--- Dataset entries ---

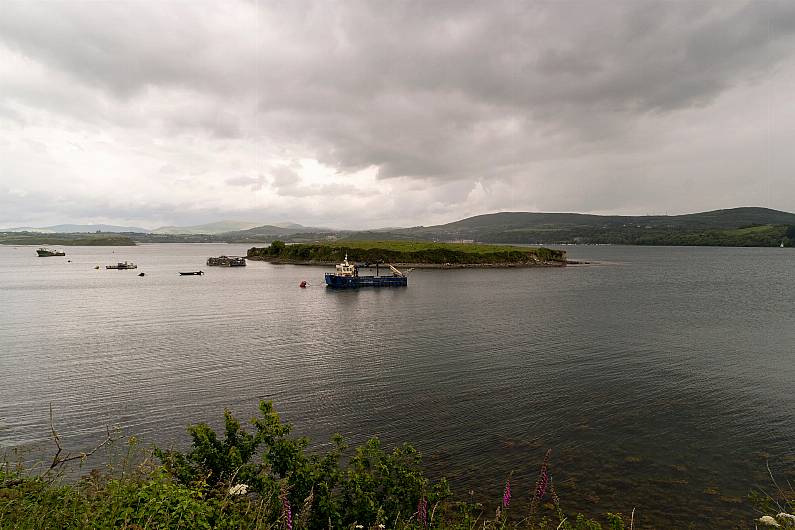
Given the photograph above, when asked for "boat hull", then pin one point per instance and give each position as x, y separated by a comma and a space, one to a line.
354, 282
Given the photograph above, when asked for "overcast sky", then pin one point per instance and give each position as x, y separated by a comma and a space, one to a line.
386, 113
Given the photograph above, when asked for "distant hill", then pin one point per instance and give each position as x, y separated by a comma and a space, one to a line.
218, 227
77, 229
757, 227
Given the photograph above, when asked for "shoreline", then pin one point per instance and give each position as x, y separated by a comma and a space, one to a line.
501, 265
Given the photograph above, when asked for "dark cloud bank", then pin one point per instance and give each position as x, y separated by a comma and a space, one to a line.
459, 107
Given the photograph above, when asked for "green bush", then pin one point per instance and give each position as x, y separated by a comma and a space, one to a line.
259, 477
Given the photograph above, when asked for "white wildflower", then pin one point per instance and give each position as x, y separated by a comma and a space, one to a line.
787, 517
238, 489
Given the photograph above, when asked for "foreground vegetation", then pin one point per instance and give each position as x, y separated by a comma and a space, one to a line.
263, 478
259, 477
408, 252
91, 240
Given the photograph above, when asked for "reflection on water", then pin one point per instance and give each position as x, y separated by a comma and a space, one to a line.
661, 378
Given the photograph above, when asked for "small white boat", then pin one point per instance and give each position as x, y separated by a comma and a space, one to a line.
122, 265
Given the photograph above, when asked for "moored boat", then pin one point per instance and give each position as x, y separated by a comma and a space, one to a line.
347, 277
226, 261
122, 265
47, 252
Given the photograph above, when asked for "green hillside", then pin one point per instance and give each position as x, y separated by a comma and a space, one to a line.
407, 252
35, 238
733, 227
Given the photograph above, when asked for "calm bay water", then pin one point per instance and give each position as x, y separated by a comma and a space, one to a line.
662, 378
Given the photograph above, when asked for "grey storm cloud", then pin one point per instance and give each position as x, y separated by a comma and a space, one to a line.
437, 91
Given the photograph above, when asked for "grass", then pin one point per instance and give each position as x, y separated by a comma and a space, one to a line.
421, 252
262, 478
418, 246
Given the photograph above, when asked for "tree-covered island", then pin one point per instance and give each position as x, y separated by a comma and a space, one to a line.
413, 253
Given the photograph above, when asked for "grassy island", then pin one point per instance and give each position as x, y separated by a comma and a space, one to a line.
409, 253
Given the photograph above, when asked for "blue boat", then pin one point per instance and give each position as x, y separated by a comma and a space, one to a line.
347, 277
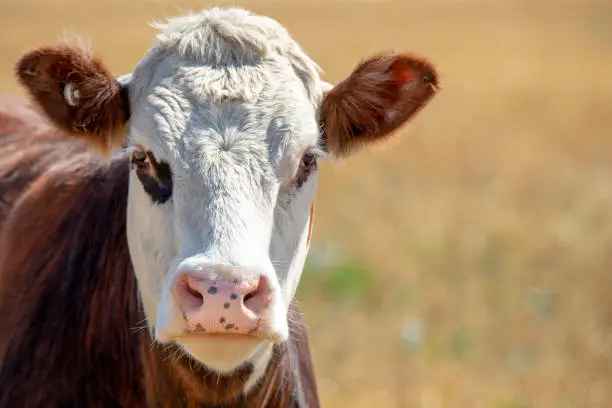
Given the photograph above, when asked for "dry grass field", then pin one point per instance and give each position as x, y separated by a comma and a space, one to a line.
468, 264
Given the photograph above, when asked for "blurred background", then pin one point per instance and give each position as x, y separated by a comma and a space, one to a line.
468, 262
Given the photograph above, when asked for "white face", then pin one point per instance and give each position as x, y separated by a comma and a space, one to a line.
225, 139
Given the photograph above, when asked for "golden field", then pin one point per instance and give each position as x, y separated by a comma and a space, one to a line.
468, 263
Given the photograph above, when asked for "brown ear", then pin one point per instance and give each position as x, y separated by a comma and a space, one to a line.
381, 94
77, 93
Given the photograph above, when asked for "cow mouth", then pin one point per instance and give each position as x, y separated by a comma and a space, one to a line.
253, 335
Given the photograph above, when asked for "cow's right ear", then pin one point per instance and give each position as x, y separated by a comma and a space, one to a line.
77, 93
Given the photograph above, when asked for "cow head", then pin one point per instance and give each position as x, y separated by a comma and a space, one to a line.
225, 120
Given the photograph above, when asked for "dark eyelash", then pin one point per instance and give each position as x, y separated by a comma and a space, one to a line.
156, 179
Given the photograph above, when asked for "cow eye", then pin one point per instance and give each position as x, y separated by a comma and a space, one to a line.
155, 176
308, 164
309, 159
140, 159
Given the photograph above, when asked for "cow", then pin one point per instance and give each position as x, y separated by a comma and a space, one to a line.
154, 226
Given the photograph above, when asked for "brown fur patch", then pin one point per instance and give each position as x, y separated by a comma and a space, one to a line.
102, 109
69, 309
381, 94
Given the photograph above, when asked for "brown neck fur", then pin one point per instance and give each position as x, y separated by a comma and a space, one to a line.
69, 310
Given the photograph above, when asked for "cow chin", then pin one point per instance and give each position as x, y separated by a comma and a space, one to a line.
222, 354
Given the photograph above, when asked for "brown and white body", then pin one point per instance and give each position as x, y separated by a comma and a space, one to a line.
163, 272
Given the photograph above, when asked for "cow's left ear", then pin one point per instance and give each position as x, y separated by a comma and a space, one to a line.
77, 93
382, 93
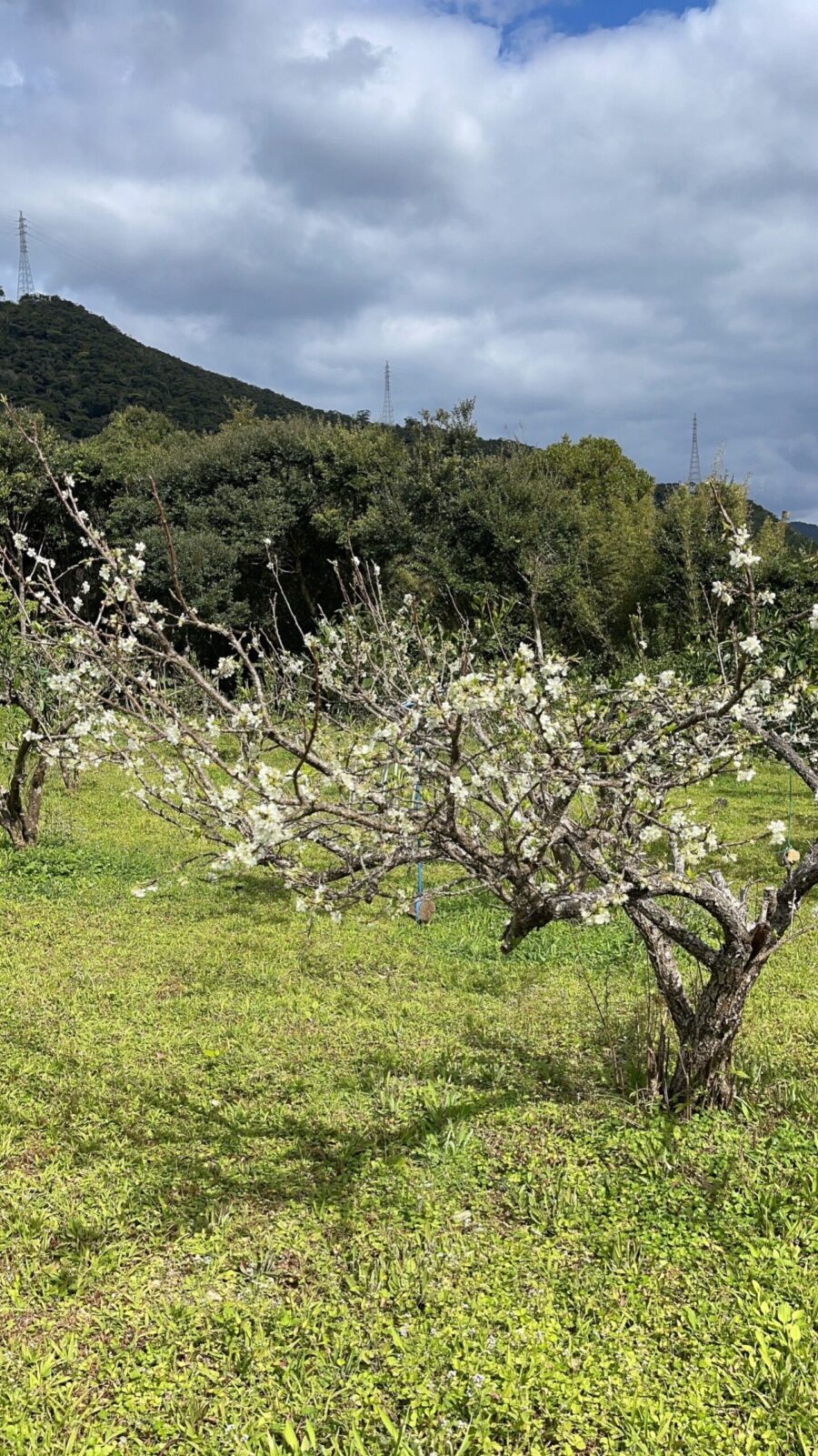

---

• **Given problem**:
How many lines of the records above contain the string "cloud"? Case counts. Reply with the number alone.

• **Solution for this task**:
2